Information shown section start

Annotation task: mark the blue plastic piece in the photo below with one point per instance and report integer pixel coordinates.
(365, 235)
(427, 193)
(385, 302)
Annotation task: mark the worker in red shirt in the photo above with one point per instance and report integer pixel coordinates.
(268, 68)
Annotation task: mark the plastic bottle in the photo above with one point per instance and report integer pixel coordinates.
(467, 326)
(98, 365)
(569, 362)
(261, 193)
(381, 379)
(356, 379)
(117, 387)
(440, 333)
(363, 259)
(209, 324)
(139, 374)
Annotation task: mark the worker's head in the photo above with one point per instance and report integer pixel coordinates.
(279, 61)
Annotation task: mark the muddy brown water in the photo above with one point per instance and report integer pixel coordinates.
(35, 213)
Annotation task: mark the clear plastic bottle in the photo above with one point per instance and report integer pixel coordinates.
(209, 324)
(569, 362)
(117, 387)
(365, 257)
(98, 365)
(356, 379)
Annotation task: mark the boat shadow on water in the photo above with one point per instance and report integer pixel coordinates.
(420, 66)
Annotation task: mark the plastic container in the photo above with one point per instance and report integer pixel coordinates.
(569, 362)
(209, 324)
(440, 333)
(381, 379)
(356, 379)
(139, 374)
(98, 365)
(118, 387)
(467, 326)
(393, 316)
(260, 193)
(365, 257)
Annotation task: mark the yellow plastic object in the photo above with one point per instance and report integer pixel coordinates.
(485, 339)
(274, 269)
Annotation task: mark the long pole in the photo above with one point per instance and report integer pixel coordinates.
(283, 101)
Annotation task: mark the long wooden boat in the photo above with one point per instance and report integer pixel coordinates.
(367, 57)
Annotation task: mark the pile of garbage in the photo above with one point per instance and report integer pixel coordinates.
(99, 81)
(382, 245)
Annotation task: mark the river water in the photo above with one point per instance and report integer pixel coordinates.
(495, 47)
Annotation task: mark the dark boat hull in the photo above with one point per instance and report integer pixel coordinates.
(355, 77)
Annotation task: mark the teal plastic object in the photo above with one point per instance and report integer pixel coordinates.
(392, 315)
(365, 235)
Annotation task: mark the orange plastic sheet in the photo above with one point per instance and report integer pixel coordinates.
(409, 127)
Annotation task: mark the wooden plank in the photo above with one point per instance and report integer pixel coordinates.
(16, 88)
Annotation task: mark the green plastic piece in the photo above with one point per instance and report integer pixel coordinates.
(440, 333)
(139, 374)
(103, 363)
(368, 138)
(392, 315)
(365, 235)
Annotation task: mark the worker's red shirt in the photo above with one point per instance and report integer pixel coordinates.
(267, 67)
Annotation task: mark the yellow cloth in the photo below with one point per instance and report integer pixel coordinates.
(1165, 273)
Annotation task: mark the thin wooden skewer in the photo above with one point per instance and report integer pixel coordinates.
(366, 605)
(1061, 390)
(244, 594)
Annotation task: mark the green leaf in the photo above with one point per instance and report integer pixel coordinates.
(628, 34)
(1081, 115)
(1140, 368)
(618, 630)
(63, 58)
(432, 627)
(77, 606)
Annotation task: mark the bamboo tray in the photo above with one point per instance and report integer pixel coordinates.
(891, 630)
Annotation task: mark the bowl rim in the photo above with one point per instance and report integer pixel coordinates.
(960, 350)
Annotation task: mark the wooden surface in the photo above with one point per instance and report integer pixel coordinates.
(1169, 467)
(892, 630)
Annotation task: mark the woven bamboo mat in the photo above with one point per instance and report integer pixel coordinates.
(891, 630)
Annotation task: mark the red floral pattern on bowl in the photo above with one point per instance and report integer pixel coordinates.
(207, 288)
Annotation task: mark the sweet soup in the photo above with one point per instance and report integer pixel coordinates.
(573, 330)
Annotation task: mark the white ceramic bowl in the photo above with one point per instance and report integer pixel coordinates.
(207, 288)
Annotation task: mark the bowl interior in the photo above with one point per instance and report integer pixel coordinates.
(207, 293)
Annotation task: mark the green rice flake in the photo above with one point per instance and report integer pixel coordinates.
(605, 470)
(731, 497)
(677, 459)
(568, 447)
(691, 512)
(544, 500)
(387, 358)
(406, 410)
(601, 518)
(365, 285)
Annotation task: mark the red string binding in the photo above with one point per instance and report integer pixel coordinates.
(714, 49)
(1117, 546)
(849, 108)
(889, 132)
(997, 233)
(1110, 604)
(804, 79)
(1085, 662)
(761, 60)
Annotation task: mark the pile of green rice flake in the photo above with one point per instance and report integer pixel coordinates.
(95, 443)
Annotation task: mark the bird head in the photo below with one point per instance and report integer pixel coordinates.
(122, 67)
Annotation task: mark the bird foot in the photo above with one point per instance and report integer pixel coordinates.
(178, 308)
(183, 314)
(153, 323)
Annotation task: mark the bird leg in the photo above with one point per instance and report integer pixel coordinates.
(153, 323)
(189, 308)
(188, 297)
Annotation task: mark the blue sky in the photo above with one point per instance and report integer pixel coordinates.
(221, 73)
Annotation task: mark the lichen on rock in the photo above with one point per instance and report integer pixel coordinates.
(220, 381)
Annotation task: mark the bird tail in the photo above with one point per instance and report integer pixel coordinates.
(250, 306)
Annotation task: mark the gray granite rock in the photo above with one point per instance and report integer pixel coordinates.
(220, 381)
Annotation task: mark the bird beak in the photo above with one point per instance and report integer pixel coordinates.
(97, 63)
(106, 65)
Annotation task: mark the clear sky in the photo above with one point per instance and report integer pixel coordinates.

Information shown section end

Everything before the line containing "Annotation task: mark the bird tail" stays out. Write out that line and the rest of the entries exactly.

_The answer_
Annotation task: mark the bird tail in the photo above with one point per instance and report integer pixel coordinates.
(250, 306)
Annotation task: mark the gray granite rock in the photo above with one point per instance and report integer pixel coordinates.
(220, 381)
Annotation task: mark the bird beak in the photo above with one point per instance and report integer pixel coordinates.
(97, 63)
(106, 65)
Annotation task: mark the clear sky in the photo above with one point per instance and report integer pixel coordinates.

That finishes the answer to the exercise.